----- INFORMATION SHOWN -----

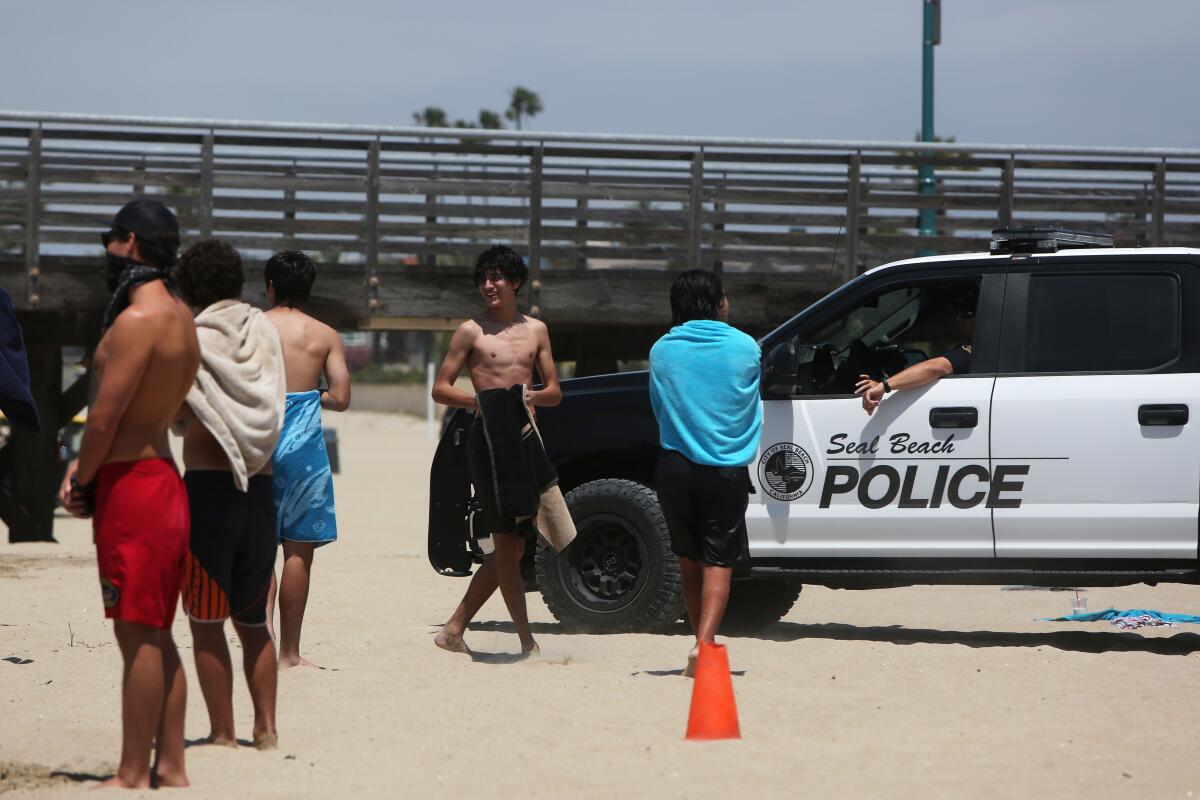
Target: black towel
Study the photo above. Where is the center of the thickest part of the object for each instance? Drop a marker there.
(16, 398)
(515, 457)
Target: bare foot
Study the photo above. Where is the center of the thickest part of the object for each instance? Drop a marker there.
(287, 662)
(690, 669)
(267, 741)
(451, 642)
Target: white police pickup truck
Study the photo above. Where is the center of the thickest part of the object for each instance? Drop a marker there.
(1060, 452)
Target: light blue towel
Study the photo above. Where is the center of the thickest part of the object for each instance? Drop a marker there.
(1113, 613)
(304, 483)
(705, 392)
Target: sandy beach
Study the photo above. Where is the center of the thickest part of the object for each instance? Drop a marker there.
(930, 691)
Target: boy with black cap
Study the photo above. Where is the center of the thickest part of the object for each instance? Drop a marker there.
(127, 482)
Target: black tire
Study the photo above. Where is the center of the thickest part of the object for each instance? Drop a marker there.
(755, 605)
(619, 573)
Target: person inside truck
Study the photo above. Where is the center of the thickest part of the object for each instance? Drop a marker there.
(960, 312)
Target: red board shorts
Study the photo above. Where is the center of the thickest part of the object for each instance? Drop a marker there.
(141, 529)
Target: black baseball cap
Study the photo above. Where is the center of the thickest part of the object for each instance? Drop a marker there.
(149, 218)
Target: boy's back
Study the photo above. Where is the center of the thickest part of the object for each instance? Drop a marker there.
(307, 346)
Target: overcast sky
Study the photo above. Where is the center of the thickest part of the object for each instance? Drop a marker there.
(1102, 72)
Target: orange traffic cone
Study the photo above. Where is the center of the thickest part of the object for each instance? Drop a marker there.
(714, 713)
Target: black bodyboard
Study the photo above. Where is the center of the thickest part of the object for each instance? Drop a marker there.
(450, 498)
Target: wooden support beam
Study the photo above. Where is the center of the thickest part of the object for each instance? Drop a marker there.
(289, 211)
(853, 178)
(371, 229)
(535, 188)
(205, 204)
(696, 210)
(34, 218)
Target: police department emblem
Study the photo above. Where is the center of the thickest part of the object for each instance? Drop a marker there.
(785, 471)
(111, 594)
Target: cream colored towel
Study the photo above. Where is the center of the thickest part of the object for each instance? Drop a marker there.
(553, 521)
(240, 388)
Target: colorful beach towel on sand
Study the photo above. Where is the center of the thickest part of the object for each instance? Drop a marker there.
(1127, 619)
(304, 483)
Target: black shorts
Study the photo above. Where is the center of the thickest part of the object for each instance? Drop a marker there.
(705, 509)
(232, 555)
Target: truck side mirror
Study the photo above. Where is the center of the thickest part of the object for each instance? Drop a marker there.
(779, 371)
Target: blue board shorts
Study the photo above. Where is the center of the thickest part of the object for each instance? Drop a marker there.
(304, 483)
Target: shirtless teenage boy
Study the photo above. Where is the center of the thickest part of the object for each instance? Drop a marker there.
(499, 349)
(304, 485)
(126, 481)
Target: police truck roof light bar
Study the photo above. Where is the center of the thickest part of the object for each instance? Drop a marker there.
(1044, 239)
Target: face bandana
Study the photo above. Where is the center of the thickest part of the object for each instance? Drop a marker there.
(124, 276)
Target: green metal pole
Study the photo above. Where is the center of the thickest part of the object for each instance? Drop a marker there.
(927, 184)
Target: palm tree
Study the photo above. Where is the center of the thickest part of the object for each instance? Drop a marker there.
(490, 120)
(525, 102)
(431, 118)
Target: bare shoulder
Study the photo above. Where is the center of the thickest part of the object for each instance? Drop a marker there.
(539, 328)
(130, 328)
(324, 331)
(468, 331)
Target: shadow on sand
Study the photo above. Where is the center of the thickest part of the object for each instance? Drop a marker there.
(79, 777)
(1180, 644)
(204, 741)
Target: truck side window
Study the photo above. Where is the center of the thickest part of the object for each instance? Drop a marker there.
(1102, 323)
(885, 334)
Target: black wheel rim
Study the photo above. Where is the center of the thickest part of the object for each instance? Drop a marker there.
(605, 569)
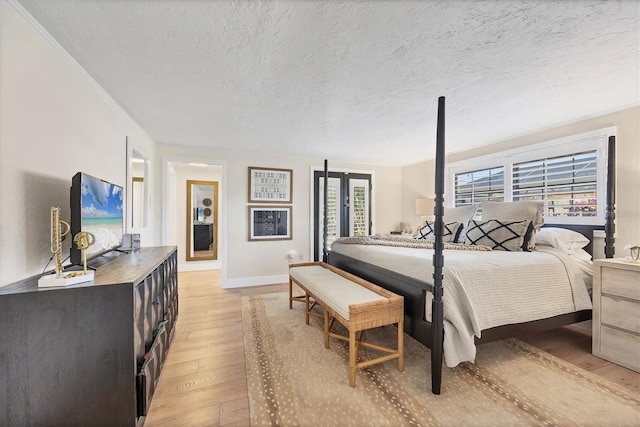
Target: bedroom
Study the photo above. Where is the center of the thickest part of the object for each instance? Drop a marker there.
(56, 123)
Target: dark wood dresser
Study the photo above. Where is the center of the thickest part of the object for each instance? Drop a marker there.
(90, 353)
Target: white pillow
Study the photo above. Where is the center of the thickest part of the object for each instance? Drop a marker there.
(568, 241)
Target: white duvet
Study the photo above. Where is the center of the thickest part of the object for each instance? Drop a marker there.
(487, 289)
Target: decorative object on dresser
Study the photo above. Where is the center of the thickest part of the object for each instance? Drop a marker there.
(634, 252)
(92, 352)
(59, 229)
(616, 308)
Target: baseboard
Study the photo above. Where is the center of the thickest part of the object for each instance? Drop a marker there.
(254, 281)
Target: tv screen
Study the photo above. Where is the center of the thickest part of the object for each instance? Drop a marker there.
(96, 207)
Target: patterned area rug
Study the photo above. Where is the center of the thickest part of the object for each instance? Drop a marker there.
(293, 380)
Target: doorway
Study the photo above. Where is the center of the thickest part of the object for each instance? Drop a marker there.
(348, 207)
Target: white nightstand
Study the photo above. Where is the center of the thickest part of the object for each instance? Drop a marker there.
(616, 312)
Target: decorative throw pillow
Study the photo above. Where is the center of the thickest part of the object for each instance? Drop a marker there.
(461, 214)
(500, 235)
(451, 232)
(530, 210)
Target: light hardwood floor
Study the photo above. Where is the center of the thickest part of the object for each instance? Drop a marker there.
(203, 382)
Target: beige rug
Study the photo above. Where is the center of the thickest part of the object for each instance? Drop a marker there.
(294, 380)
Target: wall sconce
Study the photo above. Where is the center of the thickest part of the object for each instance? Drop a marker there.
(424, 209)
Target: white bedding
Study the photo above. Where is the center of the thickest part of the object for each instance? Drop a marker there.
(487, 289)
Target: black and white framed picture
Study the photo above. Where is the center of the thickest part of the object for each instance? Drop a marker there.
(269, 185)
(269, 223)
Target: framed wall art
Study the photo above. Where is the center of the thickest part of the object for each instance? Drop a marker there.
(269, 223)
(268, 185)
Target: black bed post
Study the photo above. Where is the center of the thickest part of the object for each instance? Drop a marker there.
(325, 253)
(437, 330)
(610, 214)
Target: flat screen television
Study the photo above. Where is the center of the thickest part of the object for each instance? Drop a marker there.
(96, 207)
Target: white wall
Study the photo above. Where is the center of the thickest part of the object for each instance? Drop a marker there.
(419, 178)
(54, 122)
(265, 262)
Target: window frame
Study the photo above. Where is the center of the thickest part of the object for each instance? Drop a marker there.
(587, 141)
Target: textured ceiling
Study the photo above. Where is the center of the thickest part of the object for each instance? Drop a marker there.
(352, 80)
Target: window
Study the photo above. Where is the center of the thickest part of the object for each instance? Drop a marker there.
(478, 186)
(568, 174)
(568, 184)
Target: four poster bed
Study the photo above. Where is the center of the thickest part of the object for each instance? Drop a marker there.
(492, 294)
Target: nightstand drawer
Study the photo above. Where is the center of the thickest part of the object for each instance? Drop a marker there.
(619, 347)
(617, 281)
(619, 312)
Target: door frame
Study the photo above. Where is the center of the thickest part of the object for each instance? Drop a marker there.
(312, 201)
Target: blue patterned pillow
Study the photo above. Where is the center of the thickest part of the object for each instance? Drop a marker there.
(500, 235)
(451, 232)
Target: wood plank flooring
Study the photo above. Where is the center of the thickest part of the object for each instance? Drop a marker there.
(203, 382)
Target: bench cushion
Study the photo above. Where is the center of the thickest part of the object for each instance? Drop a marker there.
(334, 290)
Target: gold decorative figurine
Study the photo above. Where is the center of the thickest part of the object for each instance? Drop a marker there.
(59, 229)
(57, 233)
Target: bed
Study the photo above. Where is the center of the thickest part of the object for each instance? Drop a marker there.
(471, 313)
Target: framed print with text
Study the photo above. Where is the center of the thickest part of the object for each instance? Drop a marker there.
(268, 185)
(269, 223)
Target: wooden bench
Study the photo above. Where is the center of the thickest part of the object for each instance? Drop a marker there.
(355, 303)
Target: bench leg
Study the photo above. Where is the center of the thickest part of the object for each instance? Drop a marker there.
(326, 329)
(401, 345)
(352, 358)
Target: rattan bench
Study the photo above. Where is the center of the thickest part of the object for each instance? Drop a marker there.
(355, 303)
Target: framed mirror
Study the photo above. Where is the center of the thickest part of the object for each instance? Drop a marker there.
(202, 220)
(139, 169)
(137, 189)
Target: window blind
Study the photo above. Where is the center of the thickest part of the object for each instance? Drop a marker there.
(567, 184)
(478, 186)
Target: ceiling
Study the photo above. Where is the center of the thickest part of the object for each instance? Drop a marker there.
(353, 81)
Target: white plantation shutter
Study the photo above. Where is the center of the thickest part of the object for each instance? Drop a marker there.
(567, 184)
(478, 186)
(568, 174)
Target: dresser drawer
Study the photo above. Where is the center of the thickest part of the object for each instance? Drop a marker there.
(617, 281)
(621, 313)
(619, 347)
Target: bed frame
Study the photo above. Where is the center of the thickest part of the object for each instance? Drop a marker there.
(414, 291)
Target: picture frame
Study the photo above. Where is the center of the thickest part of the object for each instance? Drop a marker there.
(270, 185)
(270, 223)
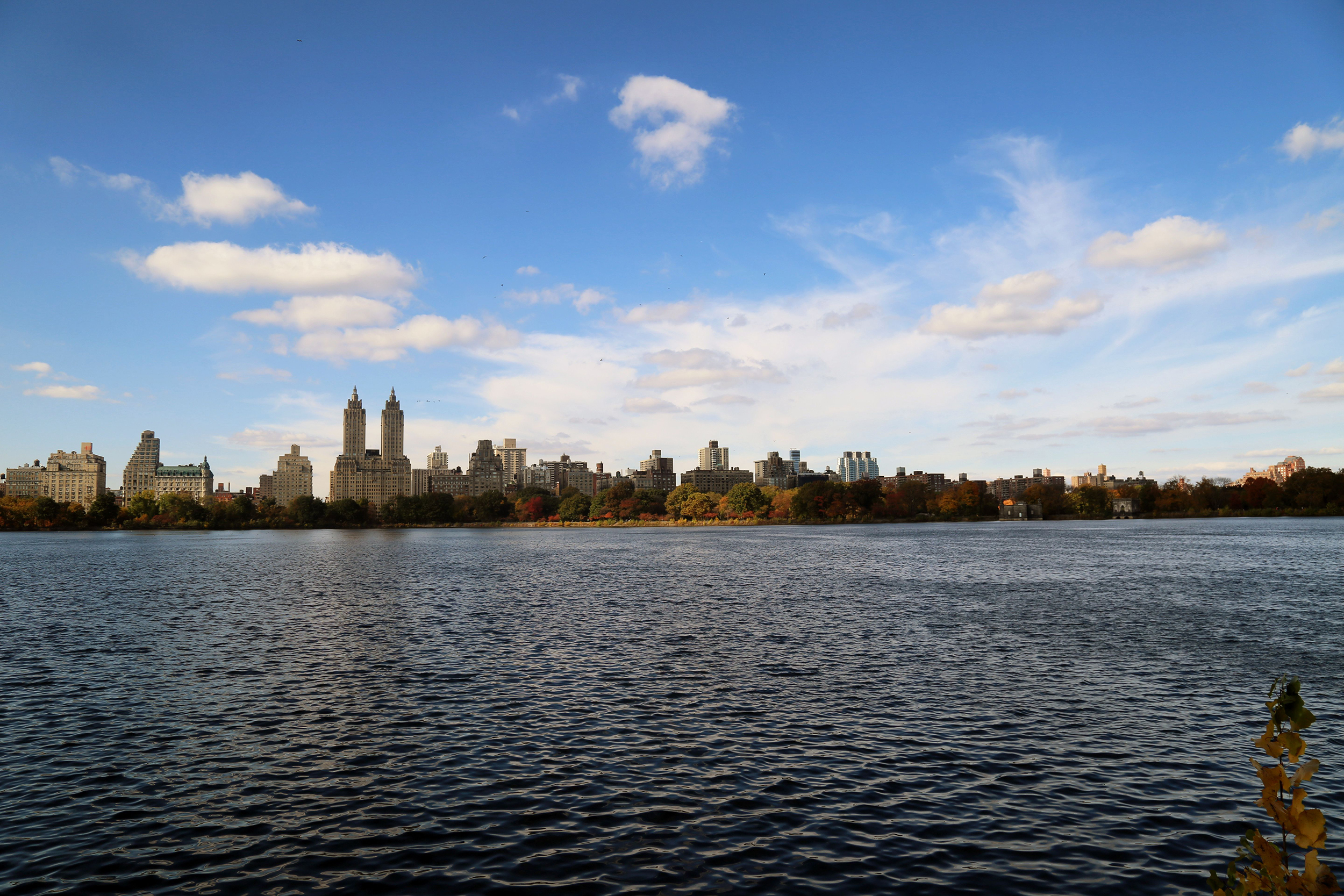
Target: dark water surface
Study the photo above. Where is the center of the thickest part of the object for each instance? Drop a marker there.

-----

* ABOUT THIS EXERCISE
Look for the word "patterned" in every line of the records. State how many lines contain it, and write only the number.

* PROBLEM SOLUTION
2